A merchant and a gentleman: Few retailers have impacted our industry like Hudson’s Bay’s Tony Waldron.
Perhaps nothing says more about a man’s character than the respect of colleagues. For Tony Waldron, recently retired from Hudson’s Bay, the accolades are effusive. Says Wayne Drummond, to whom Waldron reported directly, “Tony is a legend in men’s apparel. I’ve had the great fortune of working alongside and learning from one of the most knowledgeable and professional merchants in the industry. Tony has shared more and taught me more through his quiet unassuming persistence to do what’s right for the customer.”
Les Minion, formerly of Hugo Boss, has worked with Waldron for many years. “I’ve known Tony forever: he’s a gracious and dignified gentleman but underneath that is an extremely competitive businessman. No one is more focused; no one accomplishes more. I’m sure the menswear industry will hear from him in the future.”
Let’s start with a little background. I started at Simpsons in Montréal as a sales associate in men’s furnishings (but only after first learning French, which was mandatory in order to be on the selling floor, and then completing my business studies at McGill University). Soon after, I was named buyer of contemporary clothing, then boutique better men’s. When The Bay took over Simpsons, I moved to Toronto to buy for all the West End shops.
How has business changed during your tenure? Montréal customers were always fashion savvy, but men today are less afraid of color and more into dressing up. Age is no longer a barrier: customers travel more and are more confident, more in tune with their inner selves and how they want to portray themselves. And younger customers today have more disposable income.
What were your best and worst buys ever? The best was handmade neckwear and cashmere sweaters from Italy a few years ago. The sweaters were in very bright colors: I was asked if I’d hit my head or had too much wine… But we had great checkouts! Similarly, we bought bright chinos two seasons ago for holiday with strong results. Menswear merchants are often afraid of color, but they shouldn’t be.
In retail you don’t survive 38 years if you make too many bad buys but yes, we all make mistakes, learn from them and move on. In one of my previous jobs, the hot item was Scooters and I went back to the well once too often…
What other lessons have you learned? Honesty, respect and integrity have helped me accomplish many goals and clear many hurdles. When you treat people the way you’d like to be treated, you’ll never go wrong.
Other lessons: accept change, have a plan of where you want to be in order to get there, buy what the customer wants (rather than your personal taste), understand the DNA of the brands you shop and go into vendor negotiations with all the facts. Retailers sometimes forget that the vendors are our partners; we both must make a profit to stay in business. What’s needed for a win-win attitude: patience, speaking up when the time is right to make your point, listening, reasoning things out and never giving up when you believe in something.
What are you most proud of? To have had the opportunity to elevate the West End shops in the Canadian marketplace. It was a pleasure bringing back some of our core customers and attracting new ones. I’m proud of the assortment we put in place season after season to meet the needs of Canadian consumers. I’m also proud of the relationships I’ve cultivated with the menswear industry in Europe and North America.

Tasks for this exercise:
A. In the Tony Waldron interview, where and in what position did Waldron begin his career?
B. Rewrite the paragraph of the Tony Waldron interview that begins "Other lessons: accept change" as a bulleted list that keeps its main points.
C. List every quality that the Tony Waldron interview names as needed for a win-win attitude.

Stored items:
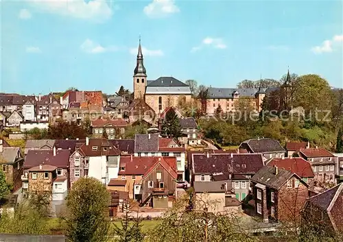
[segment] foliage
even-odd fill
[[[85,138],[88,135],[88,131],[82,125],[63,120],[58,120],[56,123],[49,125],[47,132],[47,137],[51,139]]]
[[[73,242],[102,242],[107,240],[109,193],[93,178],[81,178],[67,199],[66,235]]]
[[[169,137],[178,138],[181,134],[180,120],[174,108],[165,114],[165,118],[161,125],[162,134]]]
[[[142,219],[131,215],[132,205],[129,201],[123,204],[124,216],[121,220],[121,226],[114,224],[114,234],[117,242],[141,242],[144,239],[142,232]]]
[[[50,232],[47,218],[24,200],[14,213],[5,210],[0,218],[0,233],[47,234]]]
[[[10,194],[10,187],[6,182],[6,176],[2,171],[0,171],[0,199],[8,194]]]

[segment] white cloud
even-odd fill
[[[130,49],[130,53],[132,55],[137,55],[138,53],[138,48],[131,48]],[[142,53],[143,56],[162,56],[164,55],[163,51],[161,49],[148,49],[142,47]]]
[[[29,12],[29,10],[27,9],[22,9],[19,12],[19,19],[31,19],[32,15],[31,13]]]
[[[70,16],[77,19],[102,22],[109,19],[115,6],[113,0],[29,0],[29,3],[42,11]]]
[[[174,0],[153,0],[144,7],[144,13],[152,18],[167,16],[179,12],[180,9]]]
[[[39,49],[39,47],[29,46],[28,47],[26,47],[26,52],[37,53],[40,53],[42,51],[40,51],[40,49]]]
[[[99,53],[108,51],[115,51],[118,50],[118,48],[114,46],[104,47],[88,38],[84,40],[84,42],[80,45],[80,48],[83,51],[88,53]]]
[[[206,37],[202,40],[200,45],[193,47],[191,52],[198,51],[206,45],[215,49],[226,49],[227,47],[221,38]]]
[[[311,50],[316,54],[332,52],[340,43],[343,43],[343,35],[336,35],[331,40],[324,40],[321,45],[316,46]]]

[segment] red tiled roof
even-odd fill
[[[300,149],[300,152],[305,156],[309,158],[316,157],[333,157],[334,156],[329,151],[322,148]]]
[[[126,127],[128,123],[123,119],[97,119],[92,121],[93,127],[105,127],[105,126],[115,126],[115,127]]]
[[[126,185],[126,180],[115,180],[111,179],[110,182],[108,182],[108,186],[121,186]]]
[[[158,138],[158,146],[161,147],[167,147],[169,144],[173,141],[170,138]]]
[[[307,143],[306,142],[287,142],[286,143],[286,149],[298,152],[300,149],[306,149]]]
[[[274,158],[267,165],[289,170],[302,178],[314,178],[311,164],[302,158]]]

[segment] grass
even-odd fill
[[[5,138],[5,141],[10,146],[12,147],[20,147],[21,149],[25,148],[25,144],[26,141],[25,139],[10,139]]]

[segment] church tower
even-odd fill
[[[133,75],[133,92],[134,98],[144,98],[145,86],[147,86],[147,74],[145,67],[143,63],[142,48],[141,47],[141,38],[138,47],[137,63]]]

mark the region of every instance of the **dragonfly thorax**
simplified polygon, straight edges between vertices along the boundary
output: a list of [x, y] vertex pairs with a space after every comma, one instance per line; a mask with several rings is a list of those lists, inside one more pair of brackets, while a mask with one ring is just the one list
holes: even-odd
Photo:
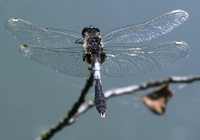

Numbered responses:
A. He began at Simpsons in Montréal as a sales associate in men's furnishings.

B.
- Accept change.
- Have a plan of where you want to be in order to get there.
- Buy what the customer wants rather than what suits your personal taste.
- Understand the DNA of the brands you shop.
- Go into vendor negotiations with all the facts.
- Remember that vendors are partners, and both sides must make a profit to stay in business.
- A win-win attitude requires patience, speaking up when the time is right to make your point, listening, reasoning things out and never giving up when you believe in something.

C.
- Patience
- Speaking up when the time is right to make your point
- Listening
- Reasoning things out
- Never giving up when you believe in something